# DATASET ENTRIES
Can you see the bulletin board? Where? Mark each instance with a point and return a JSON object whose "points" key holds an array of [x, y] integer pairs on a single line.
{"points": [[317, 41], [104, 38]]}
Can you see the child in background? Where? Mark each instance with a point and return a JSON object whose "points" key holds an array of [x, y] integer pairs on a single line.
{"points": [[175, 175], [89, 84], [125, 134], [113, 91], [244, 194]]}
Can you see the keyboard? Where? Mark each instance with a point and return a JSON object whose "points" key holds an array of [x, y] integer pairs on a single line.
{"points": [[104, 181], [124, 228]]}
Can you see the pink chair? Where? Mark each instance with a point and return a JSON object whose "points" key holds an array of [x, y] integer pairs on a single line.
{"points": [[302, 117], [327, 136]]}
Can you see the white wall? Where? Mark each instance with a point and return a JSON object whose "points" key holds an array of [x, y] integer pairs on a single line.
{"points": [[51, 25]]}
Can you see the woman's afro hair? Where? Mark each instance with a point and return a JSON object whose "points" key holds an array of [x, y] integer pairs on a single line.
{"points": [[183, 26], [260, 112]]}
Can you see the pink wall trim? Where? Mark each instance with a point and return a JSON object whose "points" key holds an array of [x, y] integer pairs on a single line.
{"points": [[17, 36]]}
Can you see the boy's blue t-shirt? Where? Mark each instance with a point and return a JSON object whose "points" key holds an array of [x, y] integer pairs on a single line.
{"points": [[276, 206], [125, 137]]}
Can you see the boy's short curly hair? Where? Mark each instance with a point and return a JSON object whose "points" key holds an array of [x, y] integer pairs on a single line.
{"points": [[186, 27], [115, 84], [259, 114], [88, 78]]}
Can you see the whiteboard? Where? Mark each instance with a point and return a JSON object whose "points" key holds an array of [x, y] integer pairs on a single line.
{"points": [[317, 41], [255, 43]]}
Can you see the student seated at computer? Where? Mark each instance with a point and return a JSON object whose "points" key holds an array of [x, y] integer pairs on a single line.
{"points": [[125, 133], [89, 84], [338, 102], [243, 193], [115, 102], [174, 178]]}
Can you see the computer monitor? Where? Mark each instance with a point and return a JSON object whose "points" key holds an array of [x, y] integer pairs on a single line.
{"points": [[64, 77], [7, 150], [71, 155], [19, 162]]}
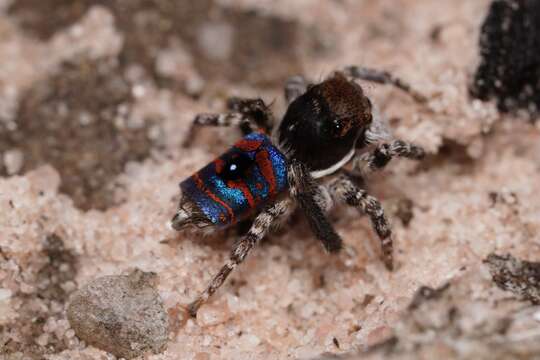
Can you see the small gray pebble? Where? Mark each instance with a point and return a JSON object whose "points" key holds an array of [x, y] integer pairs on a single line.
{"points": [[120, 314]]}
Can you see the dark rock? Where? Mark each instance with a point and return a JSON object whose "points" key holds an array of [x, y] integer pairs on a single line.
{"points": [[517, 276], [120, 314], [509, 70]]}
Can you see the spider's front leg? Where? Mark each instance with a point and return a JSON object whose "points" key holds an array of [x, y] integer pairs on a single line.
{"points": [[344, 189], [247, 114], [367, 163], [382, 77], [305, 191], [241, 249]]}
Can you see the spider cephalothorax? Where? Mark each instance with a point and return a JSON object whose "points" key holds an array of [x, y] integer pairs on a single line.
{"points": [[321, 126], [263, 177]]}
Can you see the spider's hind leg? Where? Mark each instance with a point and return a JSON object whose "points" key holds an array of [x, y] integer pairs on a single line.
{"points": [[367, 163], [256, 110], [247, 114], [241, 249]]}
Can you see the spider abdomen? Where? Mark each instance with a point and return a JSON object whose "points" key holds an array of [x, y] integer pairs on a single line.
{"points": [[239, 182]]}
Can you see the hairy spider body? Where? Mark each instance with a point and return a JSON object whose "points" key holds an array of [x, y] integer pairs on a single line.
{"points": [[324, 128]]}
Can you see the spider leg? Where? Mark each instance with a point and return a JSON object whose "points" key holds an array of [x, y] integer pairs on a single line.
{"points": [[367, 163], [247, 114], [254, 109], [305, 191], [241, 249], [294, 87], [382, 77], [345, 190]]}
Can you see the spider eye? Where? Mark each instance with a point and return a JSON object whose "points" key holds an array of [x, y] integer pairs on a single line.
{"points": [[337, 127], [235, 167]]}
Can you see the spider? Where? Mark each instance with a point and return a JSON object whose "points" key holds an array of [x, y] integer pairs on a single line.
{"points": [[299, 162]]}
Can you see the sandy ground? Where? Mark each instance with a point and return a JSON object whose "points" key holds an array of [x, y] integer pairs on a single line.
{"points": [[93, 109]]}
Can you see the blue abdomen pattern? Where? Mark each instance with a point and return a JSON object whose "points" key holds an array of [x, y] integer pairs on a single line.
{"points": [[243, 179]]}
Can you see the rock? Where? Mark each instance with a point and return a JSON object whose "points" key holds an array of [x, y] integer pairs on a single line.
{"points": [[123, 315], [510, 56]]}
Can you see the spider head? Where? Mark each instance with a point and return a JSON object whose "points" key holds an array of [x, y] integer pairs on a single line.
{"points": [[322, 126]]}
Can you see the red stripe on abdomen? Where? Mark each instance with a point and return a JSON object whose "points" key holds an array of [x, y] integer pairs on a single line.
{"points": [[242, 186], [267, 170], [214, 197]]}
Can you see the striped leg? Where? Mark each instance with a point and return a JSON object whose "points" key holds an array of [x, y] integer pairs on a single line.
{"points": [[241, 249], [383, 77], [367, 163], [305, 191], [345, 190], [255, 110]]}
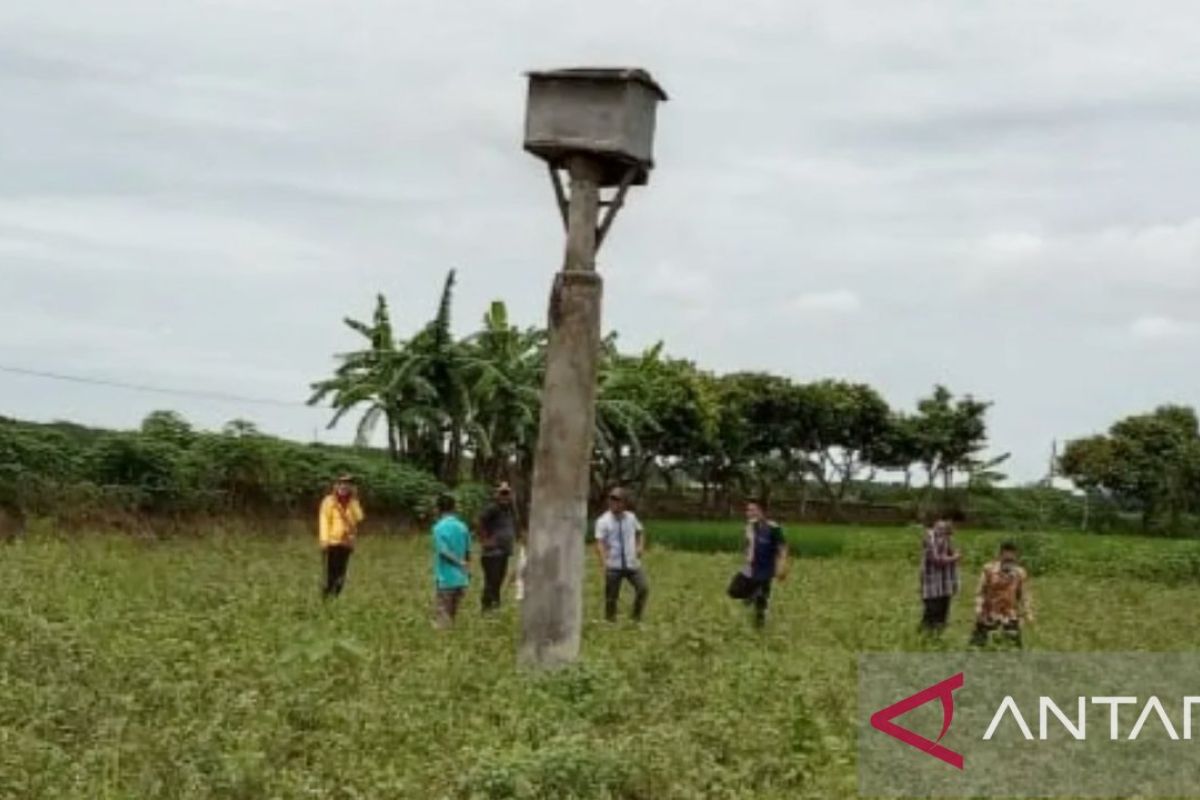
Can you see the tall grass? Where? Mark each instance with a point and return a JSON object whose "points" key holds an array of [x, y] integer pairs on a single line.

# EXERCISE INSTRUCTIONS
Copy every row above word for word, leaving out the pictures.

# EXERCISE RESULT
Can you see the bulletin board? Where? Mark each instance with a point and return a JSON object whose "points" key holds an array of [x, y] integer pairs on a single line.
{"points": [[317, 41], [104, 38]]}
Can you see the child in background? Where? Mark each instance with a point and return a JSON object whose "points" key holds an array of [x, y] integer pairs on a single line.
{"points": [[175, 175], [89, 84], [125, 134], [113, 91], [244, 194]]}
Can you see the keyboard? Where? Mark each instance with a point and return a JSON object whose "points" key holds an array of [x, y] integer pairs on a single line.
{"points": [[104, 181], [124, 228]]}
Can you see the pink chair? Where? Mark each instance with a point and return a JSON object whose "points" key holds an array of [x, y] integer pairs on a single line.
{"points": [[302, 117], [327, 136]]}
Can you see the white wall? Where? Mark each instance with a point and return a JSON object whose "points" key holds an array of [x, y] integer pairs on a single line.
{"points": [[51, 25]]}
Can you see the woman's afro hair? Where? Mark each instance with a point and return a JSON object whose "points" key holds an array of [x, y] integer pairs on a single line.
{"points": [[183, 26], [260, 112]]}
Can you see the pink wall trim? Where? Mark each instance with a point and return a JSON object whose "points" key holds an array of [x, y] integer pairs on a single line.
{"points": [[17, 36]]}
Can you see the boy's blue t-shirt? Where? Mark each instance with a point and return a JSON object whose "points" key holds an array of [x, y] integer pairs on a single line.
{"points": [[276, 206], [125, 137]]}
Can you see the boy's short curly hair? Where? Mark each instance with a point and return a JSON object whose "points" key holds an array of [x, y] integer pairs on a single line.
{"points": [[186, 27], [115, 84], [259, 114], [88, 78]]}
Can you see the whiteboard? Where? Mark each instance with a point and return a JSON object whose "points" key holds an array of [x, y] integer pairs on a single line.
{"points": [[317, 41], [255, 43]]}
Can you see the student seated at computer? Where? Mark each instance with a point and return a JSON object whose "points" key holds an array of [x, y] integer pairs on a single line.
{"points": [[125, 133], [89, 84], [338, 102], [243, 193], [115, 102], [174, 178]]}
Can you see the computer monitor? Where? Mark each instance with a point and return a JSON object whose "points" key holds an array of [x, y] integer pairs on a single line.
{"points": [[64, 77], [7, 150], [71, 155], [19, 162]]}
Can you see the small gray pebble? Where? Mark each instance with a point and return a JSON object whose "points" key holds an array of [x, y] integer pairs on a single line.
{"points": [[120, 314]]}
Can you see the dark rock? Where? Mark each instance with a point and return a JSON object whose "points" key holds an array of [x, y] integer pairs on a single line.
{"points": [[517, 276], [120, 314], [509, 70]]}
Can you see the spider's front leg? Where? Mark each instance with a point and return a JSON object whose "points" key holds an array of [x, y] integer pairs on a single line.
{"points": [[344, 189], [247, 114], [367, 163], [382, 77], [305, 191], [241, 249]]}
Can you see the spider cephalothorax? Where? Mark each instance with a point and return a JSON object whose "points" key holds an array of [x, y] integer pairs on a single line.
{"points": [[321, 126], [263, 177]]}
Can you see the spider's hind leg? Where? Mark each instance with a point and return a JSON object whose "points" key holds an array of [x, y] integer pairs on a single line.
{"points": [[367, 163], [256, 110], [247, 114], [241, 249]]}
Can you see the spider abdomen? Where? Mark each instance with a point and return a JSON object whose "points" key holds an array of [x, y] integer pairs on a single line.
{"points": [[239, 182]]}
Can you see the hairy spider body? Where? Mark each instance with a point and return a JSON object whose "points" key holds an array of [x, y] integer pairs on a single line.
{"points": [[324, 128]]}
Can you see the spider leg? Where? Mark each instance with a point and return a JSON object whose "points" key holds an array of [x, y] integer pairs on a single line.
{"points": [[367, 163], [247, 114], [254, 109], [305, 191], [241, 249], [294, 87], [382, 77], [345, 190]]}
Can you see the spider eye? Where? Mark each instance with a point and return a JSON object whose "points" key holds an array of [x, y] integer pairs on a single line.
{"points": [[337, 127], [235, 167]]}
Can you see the spider? Where? Mark each instance with a point and return a JSON object whose "points" key holds an array of [x, y] integer pairs on a single line.
{"points": [[299, 162]]}
Can you see the sandy ground? Where? Mark each instance with a point and return a JSON object whose "points" key holds an array of [x, y] integer pairs on a single line.
{"points": [[93, 109]]}
Can you see the blue abdomen pattern? Where? Mark each instance with a point and return a JSON object whose "points" key holds an array of [x, y] integer pairs on a single line.
{"points": [[243, 179]]}
Can you see the rock? Where? Mark each instance with a point and return a JSON object whose "points" key holds an array of [x, y] integer pairs on a single line.
{"points": [[123, 315], [510, 56]]}
Can you see the spider head? Where? Mark each instance with a point and return a JSON object whose "points" key holds an array of [x, y] integer pairs on a single line.
{"points": [[322, 126]]}
Can you see the red stripe on abdomen? Where? Mark each instance with a point and return a JSON object whose "points" key holds an array of [x, y] integer pairs on a single line.
{"points": [[242, 186], [267, 170], [214, 197]]}
Can you see the striped leg? Where? Mark each instance with a point and return a JSON object whose "points" key holds an array of [x, y] integer pairs on a single line.
{"points": [[241, 249], [383, 77], [367, 163], [305, 191], [345, 190], [255, 110]]}
Can you see the tall grass? Where? Mark each instance with a point and return a JSON object whose "points" key holds an array of [x, y] integer pairs on a single line.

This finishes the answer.